▶ **Dataset**
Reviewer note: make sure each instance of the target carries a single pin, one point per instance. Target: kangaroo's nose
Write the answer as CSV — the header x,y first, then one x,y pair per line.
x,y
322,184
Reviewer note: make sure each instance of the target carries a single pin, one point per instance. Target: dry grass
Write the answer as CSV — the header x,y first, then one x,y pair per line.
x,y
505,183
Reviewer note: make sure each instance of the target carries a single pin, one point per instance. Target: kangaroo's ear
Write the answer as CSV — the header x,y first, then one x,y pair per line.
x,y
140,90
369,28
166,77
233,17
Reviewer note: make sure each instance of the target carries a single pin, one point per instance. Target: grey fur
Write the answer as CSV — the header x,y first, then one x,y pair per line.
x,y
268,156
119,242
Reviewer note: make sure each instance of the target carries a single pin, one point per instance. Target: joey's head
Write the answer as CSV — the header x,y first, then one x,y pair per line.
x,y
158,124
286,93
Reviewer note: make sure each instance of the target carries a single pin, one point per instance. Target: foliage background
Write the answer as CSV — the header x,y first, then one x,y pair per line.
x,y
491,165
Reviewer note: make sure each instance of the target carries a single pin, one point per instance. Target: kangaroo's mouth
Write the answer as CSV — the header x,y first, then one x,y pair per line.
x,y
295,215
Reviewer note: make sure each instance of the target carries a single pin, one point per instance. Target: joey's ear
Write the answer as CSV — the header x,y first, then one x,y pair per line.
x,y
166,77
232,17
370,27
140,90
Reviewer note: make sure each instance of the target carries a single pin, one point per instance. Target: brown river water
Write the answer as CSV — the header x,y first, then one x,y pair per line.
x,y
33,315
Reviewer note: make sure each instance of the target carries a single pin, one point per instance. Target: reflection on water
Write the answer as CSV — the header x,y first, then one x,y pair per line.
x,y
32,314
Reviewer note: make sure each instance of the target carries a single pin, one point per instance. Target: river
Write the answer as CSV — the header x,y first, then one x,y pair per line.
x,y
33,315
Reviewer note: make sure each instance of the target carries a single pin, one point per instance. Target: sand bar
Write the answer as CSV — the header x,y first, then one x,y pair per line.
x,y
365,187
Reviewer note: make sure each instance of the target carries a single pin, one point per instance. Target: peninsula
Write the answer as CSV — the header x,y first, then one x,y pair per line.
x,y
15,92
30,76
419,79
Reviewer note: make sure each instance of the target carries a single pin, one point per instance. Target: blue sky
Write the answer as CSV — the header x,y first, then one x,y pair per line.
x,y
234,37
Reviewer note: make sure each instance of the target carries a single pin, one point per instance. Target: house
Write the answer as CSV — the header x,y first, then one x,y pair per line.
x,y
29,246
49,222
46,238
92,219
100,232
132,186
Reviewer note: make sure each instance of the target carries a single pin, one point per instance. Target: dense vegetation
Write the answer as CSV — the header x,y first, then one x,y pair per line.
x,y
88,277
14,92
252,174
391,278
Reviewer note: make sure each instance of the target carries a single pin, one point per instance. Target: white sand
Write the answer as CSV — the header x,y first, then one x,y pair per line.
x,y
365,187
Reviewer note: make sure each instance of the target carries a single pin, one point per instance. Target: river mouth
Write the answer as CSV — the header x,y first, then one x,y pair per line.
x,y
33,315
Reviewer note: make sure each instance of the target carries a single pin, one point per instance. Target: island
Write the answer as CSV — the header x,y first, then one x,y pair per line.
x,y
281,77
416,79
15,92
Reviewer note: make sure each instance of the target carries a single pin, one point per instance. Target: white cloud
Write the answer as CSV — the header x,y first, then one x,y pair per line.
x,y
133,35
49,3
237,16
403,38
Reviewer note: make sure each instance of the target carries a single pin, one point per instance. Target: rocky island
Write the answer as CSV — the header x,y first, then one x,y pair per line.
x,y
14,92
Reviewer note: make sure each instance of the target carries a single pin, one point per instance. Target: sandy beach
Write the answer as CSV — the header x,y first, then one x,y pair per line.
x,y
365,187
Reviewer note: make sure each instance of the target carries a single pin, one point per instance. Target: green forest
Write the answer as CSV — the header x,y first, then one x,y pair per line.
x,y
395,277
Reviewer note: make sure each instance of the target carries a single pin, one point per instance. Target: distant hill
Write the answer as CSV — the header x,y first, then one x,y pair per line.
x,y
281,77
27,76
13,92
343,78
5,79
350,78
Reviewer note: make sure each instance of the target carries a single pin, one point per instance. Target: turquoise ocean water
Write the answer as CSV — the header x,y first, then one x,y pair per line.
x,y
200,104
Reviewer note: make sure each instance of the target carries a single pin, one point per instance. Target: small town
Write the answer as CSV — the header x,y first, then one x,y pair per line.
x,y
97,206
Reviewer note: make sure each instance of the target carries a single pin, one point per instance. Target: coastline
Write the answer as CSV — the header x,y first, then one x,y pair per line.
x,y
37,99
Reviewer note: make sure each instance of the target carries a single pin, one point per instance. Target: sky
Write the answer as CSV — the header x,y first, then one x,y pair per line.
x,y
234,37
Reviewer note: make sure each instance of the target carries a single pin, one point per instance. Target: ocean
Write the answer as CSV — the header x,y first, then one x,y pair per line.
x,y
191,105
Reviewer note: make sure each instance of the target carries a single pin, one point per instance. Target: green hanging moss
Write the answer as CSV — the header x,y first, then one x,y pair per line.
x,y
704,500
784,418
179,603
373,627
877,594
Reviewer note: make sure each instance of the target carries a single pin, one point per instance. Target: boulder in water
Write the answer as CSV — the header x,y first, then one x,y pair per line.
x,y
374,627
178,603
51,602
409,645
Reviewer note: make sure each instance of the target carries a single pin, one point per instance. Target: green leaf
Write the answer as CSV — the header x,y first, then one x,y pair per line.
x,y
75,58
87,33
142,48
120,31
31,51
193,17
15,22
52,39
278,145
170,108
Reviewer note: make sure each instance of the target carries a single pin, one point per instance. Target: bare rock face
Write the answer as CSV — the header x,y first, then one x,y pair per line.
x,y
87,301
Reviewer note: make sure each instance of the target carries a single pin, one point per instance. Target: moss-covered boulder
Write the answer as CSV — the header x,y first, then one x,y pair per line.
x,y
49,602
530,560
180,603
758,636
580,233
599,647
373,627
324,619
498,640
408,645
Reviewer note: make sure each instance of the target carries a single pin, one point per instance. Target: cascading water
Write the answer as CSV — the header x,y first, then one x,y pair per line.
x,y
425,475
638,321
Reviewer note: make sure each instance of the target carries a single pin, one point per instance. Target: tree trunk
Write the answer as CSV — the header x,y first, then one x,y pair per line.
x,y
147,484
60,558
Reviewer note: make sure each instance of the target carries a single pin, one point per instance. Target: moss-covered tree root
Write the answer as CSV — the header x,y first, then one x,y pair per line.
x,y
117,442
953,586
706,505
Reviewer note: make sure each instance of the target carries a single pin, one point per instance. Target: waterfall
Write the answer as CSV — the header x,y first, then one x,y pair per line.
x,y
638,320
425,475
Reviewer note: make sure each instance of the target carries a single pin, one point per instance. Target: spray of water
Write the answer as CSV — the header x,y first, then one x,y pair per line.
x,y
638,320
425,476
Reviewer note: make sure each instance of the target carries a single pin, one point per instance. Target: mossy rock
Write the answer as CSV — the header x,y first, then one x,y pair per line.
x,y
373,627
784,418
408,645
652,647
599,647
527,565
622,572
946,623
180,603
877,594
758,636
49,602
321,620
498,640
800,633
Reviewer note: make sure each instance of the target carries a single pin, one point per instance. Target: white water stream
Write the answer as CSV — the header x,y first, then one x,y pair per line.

▶ **Task requirements**
Retype the whole of the material word for word.

▶ **Result for this task**
Reviewer note: make sure each instance of the target carries a single pin, one point per instance. Target: kangaroo's nose
Write the answer as CSV — the header x,y first, then one x,y pair per line.
x,y
322,184
Reviewer note: make sure each instance of the target carries a single pin, one point per instance. Target: dry grass
Write the answer as CSV — the header x,y first, then one x,y pair per line.
x,y
505,183
Reviewer note: make sure each instance of the target carries a single pin, one point per instance. Target: kangaroo's ear
Write the answer as CSV — the header x,y first, then one x,y pair per line.
x,y
140,90
369,28
166,77
233,17
Reviewer note: make sure each instance of the target carries a single pin, one point per instance. Target: grey fur
Write the answer as CSV — the header x,y first, then one x,y pair per line.
x,y
268,156
119,242
Reviewer note: make sure each instance of the target carries a single pin, one point per instance. Target: joey's head
Write the answer as CSV — the header x,y first, then one x,y pair per line.
x,y
158,124
286,93
Reviewer note: make sure each instance of the target carries a single pin, one point per instance. Target: foliage background
Write the answer as CSV — the header x,y first, then one x,y pair per line.
x,y
491,165
Reviewer note: make sure each instance of the target carries a single pin, one point per instance. Target: kangaroo's mouth
Write the answer as CSV — the header x,y first, then one x,y pair per line.
x,y
295,215
Reviewer note: make sure each instance of the target carries a single pin, one point per instance. Target: joey's ear
Write the answer as CSV — the header x,y first, then one x,y pair per line.
x,y
166,77
232,17
370,27
140,90
Reviewer note: make sure each instance of the target carries a single pin, one point per instance. Target: brown river water
Write the answer as CSV — the header x,y first, then one x,y pair per line.
x,y
33,315
Reviewer note: make sure each instance of the target carries a single pin, one point per instance. Target: reflection on water
Write the answer as CSV — the header x,y first, then one x,y pair per line.
x,y
32,314
Reviewer note: make sure each instance of the target carries a single pin, one point per instance. Target: river
Write the answer as CSV — the header x,y first, then one x,y pair per line.
x,y
33,315
Reviewer note: make sure each instance of the target carries a single pin, one point per instance. Target: sand bar
Write the answer as CSV — the header x,y first, then one x,y pair per line.
x,y
365,187
Reviewer note: make sure each instance of the target carries a single pin, one point per instance. Target: peninsula
Write the answer as CSV — the header x,y first, then one x,y pair per line.
x,y
15,92
30,76
419,79
Reviewer note: make sure each instance of the target carries a single pin, one point per instance. Target: blue sky
Write the answer as CSV — the header x,y first, then one x,y pair per line.
x,y
234,37
Reviewer note: make sure each instance of the target carries a single pin, one point per instance. Target: house
Write the answer as CSV — the header x,y first, then one x,y pair per line.
x,y
29,246
49,222
46,238
92,219
100,232
132,186
Reviewer note: make sure each instance of the target carries a single pin, one point per instance. Target: dense vegetation
Write the answer as CSV — the header x,y first, then one x,y pair per line.
x,y
88,277
14,92
252,174
391,278
Reviewer note: make sure each instance of the target carries a single pin, one point per instance. Target: white sand
Write the answer as CSV — the header x,y first, then one x,y pair per line.
x,y
365,187
Reviewer note: make sure each instance of the target carries a single pin, one point per instance. Target: river mouth
Write the answer as CSV — the header x,y first, then one x,y pair per line.
x,y
33,315
Reviewer note: make sure each instance of the target carries a single pin, one point per instance. Target: island
Write the answer as CSV — the header x,y first, then one x,y pair per line.
x,y
281,77
416,79
15,92
Reviewer note: make sure each instance of the target carries a single pin, one point per instance. Target: white cloud
Write the answer as CSV — the header x,y first, then one x,y pair per line.
x,y
133,35
49,3
237,16
403,38
Reviewer note: make sure each instance of the target carries a single pin, one point per instance. Target: rocky island
Write the answer as CSV — the header x,y first, then one x,y pair per line.
x,y
14,92
Reviewer note: make sure each instance of the target carries a single pin, one point per instance. Target: sandy beach
Write the answer as CSV — the header x,y first, then one x,y pair per line.
x,y
365,187
Reviewer note: make sure each instance of the target carries a single pin, one point per instance. Target: green forest
Write the answer as CSV — the header x,y first, then one x,y pair per line.
x,y
395,277
Reviewer note: make sure each instance of the target carries a single pin, one point per instance. Target: distant hill
Write the answer as CSV — the header x,y first, then one x,y pair per line.
x,y
281,77
27,76
13,92
343,78
5,79
350,78
Reviewer note: make sure each instance of the target carries a single pin, one point per instance. Target: turquoise ocean water
Write the answer as CSV — the header x,y first, then one x,y pair per line.
x,y
200,104
Reviewer note: make sure each instance of the target carries a single pin, one point per instance. Target: small town
Write the answer as CSV — the header x,y first, then one x,y pair per line.
x,y
97,206
Reviewer note: make sure each instance of the target carries a single pin, one point per instance. Target: coastline
Write the answer as CSV — the header x,y first, then one x,y pair per line.
x,y
37,99
Reviewer note: make sure each instance of the target carries a single pin, one point per instance. Target: sky
Write the answer as CSV — the header x,y first, then one x,y pair per line.
x,y
234,37
Reviewer note: make sure each instance of the target carries a single pin, one point per instance. Target: ocean
Write the answer as CSV — the header x,y first, then one x,y pair per line.
x,y
191,105
Reviewer note: make sure each instance of the target carries a single pin, one point per instance. Target: green hanging moss
Write the answer as CSV — the header x,y first, then one x,y pair per line.
x,y
704,500
784,418
179,603
373,627
877,594
Reviewer note: make sure each instance of the target carries a single pin, one point per instance. Target: boulder in water
Write the answer as CSV — the header x,y first, then one x,y pair per line.
x,y
374,627
178,603
51,602
409,645
Reviewer note: make sure each instance of the target carries a single pin, one point per instance. Target: green leaf
Write the answer as CSV — the header x,y first, then one x,y pair per line.
x,y
75,58
87,33
142,48
120,31
31,51
193,17
15,22
52,39
278,145
170,108
Reviewer note: make sure each instance of the target carries a single pin, one point per instance. Target: bare rock face
Write the answer as CSV — the header x,y first, then one x,y pair per line.
x,y
87,301
Reviewer note: make sure each instance of the target carries a single pin, one point per instance. Target: moss-covered boulder
Write the answer as CSV — the header x,y first, then one x,y pair per line.
x,y
49,602
530,560
180,603
758,636
580,233
599,647
373,627
324,619
498,640
408,645
Reviewer note: make sure each instance of the target carries a single pin, one point per instance. Target: cascading water
Write the answer as CSV — the header x,y first, then one x,y pair per line.
x,y
425,475
638,321
Reviewer note: make sure each instance of the target carries a single pin, one point per instance. Target: tree trunk
Write the answer as CSV — the header x,y first, then one x,y pair per line.
x,y
147,484
60,558
Reviewer note: make sure each instance of the target carries a single pin, one point per instance. Target: moss-covered tree root
Write the answer as CSV — the header x,y first, then one x,y pair per line.
x,y
117,442
953,586
706,505
Reviewer note: make sure each instance of the target carries a single pin, one point per instance. Target: waterfall
Write the answer as CSV — the header x,y first, then one x,y pair per line.
x,y
638,320
425,475
Reviewer note: make sure each instance of the target carries a single pin, one point per instance. Target: spray of water
Write the answer as CSV — the header x,y first, then one x,y pair per line.
x,y
638,320
425,476
Reviewer note: make sure each instance of the target carries a single pin, one point per instance. Target: mossy rock
Write the answer as CSV — the header x,y first, then one x,y pair per line.
x,y
373,627
784,418
408,645
652,647
599,647
527,565
622,572
946,623
180,603
877,594
758,636
49,602
321,620
498,640
800,633
Reviewer note: make sure each instance of the target carries a single pin, one point per instance. Target: white water stream
Write the answer as CSV — the header x,y first, then one x,y pair per line.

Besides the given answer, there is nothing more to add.